== DIRECTIONS ==
Copy out all of the material below, requests included, and offset each pixel coordinate in the answers by adding 140 to it. Leave the sample outputs unchanged and omit the pictures.

[Stored records]
— start —
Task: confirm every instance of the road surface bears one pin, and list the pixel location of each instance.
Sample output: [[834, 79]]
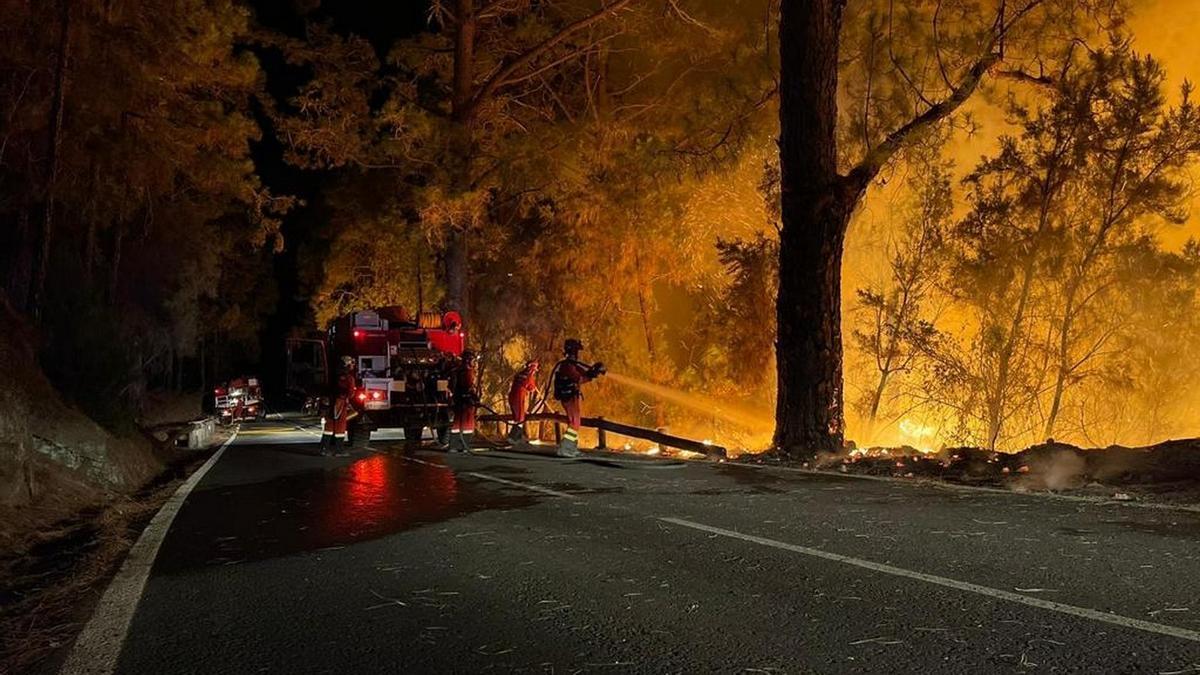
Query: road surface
[[281, 561]]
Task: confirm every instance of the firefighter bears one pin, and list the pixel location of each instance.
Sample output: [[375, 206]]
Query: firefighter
[[570, 374], [340, 412], [462, 388], [525, 383]]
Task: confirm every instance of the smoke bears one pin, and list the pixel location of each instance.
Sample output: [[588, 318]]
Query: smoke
[[749, 418], [1057, 470]]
— end —
== FINAL RESULT ==
Task: confirm every instance of the road surface bears one pin, and list the pixel location of each instance.
Sample output: [[834, 79]]
Query: road surface
[[421, 701]]
Task: confirm every instance of the firefighter bears one pin, and list the pixel location of each instance.
Sample output: [[375, 206]]
Query: firefighter
[[710, 514], [480, 552], [602, 528], [665, 523]]
Task: confirm every instance of the smoke bears one pin, and list the pixel location of each instance.
Sample output: [[588, 318]]
Query: smoke
[[889, 558], [1197, 610]]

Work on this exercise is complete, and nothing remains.